Soal Singkat A
Tunjukkan setiap baris pada entri yang memuat kata "thin".
----- Potongan Teks
Jumat, 27 Juni 2014

PUASA WARISAN AJARAN UNIVERSAL



Bismillahirrahmanirrahim,
Puasa dalam bahasa Arab disebut shiyam atau shaum berarti menahan diri dari suatu perbuatan. Menurut istilah hukum Islam, “puasa berarti menahan atau mengendalikan diri dari makan, minum, seks, dan hal-hal lain yang dapat membatalkan dari terbit fajar sampai terbenam matahari”.

Puasa dengan bentuk yang khas ini, kewajibannya dideklarasikan pada bulan Sya’ban tahun kedua Hijriyah, yaitu saat diturunkannya ayat tentang kewajiban puasa (al-Qur’an, surat al-Baqarah ayat 183). Pada bulan Ramadhan tahun kedua Hijriyah itu, Rasulullah SAW bersama kaum muslimin generasi pertama melakukan kewajiban puasa perdana, termasuk pada saat-saat mereka berjuang melawan orang-orang kafir dalam peperangan Badar yang terjadi pada 17 Ramadhan tahun itu.
Ayat 183 tersebut menjelaskan bahwa puasa di samping diwajibkan kepada kaum muslimin, tradisi olah psikis dan olah fisik ini juga diwajibkan kepada umat-umat dan bangsa-bangsa pada masa nabi-nabi sebelumnya.
----------
----- Bahan Tersedia
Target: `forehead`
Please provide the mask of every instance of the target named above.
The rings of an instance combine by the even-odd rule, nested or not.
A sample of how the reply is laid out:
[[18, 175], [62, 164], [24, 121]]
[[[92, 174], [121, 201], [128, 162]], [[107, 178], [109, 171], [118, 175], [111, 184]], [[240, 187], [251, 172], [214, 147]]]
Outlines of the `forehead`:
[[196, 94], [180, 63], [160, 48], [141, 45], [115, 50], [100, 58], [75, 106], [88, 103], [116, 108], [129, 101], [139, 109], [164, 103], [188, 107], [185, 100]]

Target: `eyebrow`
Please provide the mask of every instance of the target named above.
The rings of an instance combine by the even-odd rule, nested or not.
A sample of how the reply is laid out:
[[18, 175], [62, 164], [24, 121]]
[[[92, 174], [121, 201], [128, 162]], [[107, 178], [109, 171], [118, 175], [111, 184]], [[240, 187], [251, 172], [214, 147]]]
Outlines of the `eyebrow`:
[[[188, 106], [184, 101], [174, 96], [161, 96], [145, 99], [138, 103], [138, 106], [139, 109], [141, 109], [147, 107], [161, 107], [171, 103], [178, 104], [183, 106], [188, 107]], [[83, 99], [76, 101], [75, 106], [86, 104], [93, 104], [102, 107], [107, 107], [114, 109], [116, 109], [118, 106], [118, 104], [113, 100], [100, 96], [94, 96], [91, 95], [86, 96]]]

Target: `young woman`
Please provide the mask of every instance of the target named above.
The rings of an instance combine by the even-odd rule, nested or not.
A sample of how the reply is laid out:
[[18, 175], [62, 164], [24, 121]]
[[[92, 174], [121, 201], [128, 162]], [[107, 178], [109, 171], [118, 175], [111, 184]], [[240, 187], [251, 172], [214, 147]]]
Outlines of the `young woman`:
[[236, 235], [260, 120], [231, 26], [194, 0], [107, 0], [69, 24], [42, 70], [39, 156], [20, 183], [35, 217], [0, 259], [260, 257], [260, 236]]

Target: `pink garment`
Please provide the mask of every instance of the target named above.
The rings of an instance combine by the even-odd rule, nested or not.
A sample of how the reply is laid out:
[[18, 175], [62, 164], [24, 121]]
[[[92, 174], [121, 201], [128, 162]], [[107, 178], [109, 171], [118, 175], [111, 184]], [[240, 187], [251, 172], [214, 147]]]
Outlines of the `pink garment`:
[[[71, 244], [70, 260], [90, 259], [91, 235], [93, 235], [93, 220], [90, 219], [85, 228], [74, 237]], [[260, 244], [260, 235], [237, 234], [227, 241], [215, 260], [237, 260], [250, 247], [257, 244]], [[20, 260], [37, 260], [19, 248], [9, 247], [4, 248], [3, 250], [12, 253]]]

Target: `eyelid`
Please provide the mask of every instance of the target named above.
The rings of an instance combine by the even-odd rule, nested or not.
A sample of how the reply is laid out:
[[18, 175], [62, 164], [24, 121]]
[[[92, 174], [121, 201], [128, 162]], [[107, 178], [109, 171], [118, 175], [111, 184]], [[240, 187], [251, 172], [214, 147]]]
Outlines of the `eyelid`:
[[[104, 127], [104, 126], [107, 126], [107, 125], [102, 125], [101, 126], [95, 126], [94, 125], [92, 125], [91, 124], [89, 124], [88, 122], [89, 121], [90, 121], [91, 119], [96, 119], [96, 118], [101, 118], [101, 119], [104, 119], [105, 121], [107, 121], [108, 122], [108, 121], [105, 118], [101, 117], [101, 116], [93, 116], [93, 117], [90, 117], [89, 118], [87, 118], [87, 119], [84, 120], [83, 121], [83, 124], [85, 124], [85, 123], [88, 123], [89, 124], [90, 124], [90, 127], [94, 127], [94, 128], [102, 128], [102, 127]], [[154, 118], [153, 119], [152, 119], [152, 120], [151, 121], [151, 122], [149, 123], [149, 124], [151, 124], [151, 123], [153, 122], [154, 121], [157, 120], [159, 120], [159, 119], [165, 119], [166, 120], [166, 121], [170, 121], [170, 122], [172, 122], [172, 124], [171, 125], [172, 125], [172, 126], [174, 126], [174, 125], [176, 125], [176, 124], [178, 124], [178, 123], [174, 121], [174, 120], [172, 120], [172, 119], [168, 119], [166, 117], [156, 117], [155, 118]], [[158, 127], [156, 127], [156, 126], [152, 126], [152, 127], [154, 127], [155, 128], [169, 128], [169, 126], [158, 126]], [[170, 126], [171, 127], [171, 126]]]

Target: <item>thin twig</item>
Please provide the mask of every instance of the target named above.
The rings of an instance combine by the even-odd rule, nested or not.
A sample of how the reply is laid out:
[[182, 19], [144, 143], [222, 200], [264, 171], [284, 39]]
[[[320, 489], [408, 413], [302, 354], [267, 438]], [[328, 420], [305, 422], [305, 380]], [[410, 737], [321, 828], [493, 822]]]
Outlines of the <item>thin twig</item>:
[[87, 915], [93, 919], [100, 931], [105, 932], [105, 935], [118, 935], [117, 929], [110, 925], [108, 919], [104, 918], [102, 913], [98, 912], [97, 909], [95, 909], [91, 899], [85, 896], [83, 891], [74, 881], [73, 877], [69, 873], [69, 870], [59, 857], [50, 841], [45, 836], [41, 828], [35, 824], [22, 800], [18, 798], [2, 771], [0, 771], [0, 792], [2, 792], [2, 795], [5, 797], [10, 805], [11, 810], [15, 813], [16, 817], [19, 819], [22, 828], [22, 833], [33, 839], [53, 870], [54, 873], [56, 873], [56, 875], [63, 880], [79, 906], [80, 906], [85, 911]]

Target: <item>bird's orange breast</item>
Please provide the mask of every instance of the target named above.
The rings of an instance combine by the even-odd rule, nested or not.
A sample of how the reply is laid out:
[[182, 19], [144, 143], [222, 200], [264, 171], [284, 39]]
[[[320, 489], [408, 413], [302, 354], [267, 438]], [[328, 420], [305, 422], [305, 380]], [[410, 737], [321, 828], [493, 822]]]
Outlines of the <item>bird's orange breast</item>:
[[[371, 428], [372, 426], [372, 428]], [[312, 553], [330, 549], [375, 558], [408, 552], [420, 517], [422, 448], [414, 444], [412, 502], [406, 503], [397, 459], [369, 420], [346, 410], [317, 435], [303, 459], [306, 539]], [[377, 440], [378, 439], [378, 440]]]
----------
Soal Singkat B
Menurut teks tentang puasa, kapan kewajiban puasa dideklarasikan?

Jawaban Soal A
Target: <item>thin twig</item>
Outlines of the <item>thin twig</item>:

Jawaban Soal B
Pada bulan Sya'ban tahun kedua Hijriyah.